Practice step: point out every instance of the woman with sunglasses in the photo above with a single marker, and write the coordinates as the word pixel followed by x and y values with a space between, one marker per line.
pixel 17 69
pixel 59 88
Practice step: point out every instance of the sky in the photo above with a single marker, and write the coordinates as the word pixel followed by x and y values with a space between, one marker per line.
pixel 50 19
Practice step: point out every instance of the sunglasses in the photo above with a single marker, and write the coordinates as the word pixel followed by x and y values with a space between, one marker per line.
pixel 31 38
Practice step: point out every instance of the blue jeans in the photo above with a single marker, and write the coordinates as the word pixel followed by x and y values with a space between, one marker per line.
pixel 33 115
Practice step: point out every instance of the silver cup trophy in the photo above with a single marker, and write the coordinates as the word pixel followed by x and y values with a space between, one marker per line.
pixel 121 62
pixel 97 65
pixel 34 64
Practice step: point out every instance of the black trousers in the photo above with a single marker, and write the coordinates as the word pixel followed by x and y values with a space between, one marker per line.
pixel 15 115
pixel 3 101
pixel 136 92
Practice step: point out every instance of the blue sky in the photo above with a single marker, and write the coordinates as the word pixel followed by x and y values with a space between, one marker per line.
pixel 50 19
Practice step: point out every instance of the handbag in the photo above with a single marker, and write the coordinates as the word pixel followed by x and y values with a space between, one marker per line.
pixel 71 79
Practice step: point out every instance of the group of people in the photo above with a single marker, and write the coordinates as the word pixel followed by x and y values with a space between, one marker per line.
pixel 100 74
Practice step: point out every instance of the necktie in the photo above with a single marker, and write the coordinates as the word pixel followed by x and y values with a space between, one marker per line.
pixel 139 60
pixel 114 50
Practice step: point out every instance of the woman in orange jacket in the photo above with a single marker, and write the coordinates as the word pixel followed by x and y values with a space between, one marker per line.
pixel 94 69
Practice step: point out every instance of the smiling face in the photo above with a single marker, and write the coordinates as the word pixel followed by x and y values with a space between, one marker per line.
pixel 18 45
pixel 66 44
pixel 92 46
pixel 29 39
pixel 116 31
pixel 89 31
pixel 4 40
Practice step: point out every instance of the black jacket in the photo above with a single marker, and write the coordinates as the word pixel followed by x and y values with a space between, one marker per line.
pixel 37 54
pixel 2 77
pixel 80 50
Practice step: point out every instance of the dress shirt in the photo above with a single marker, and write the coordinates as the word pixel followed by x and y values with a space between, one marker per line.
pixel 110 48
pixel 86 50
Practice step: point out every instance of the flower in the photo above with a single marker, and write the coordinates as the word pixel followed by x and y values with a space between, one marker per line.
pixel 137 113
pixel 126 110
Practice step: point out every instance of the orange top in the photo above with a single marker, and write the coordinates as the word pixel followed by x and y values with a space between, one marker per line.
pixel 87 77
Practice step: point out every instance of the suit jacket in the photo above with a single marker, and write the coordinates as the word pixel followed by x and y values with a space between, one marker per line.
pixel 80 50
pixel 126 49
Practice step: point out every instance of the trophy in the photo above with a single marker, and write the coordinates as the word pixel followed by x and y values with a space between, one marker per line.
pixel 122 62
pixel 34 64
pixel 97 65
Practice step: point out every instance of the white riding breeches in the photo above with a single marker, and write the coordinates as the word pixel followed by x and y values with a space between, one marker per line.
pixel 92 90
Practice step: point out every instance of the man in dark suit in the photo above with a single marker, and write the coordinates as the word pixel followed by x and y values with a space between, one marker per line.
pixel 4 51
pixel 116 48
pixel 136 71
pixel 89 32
□ □ □ □ □
■ WRITTEN PROBLEM: Reproduce the lines from the one with "Practice step: point out every instance of the trophy" to the one with "pixel 92 90", swapping "single marker" for "single point" wherever it occurs and leaving everything else untouched.

■ REPLY TO THE TASK:
Practice step: point out every instance of the trophy in the photo above with a single point, and write the coordinates as the word pixel followed by x and y values with a space between, one marker per line.
pixel 122 62
pixel 34 64
pixel 97 65
Practice step: point out every instance of the white riding breeches in the photo above with a single point, and write the coordinates as the word pixel followed by x and y values with a space between, one marker per line.
pixel 92 90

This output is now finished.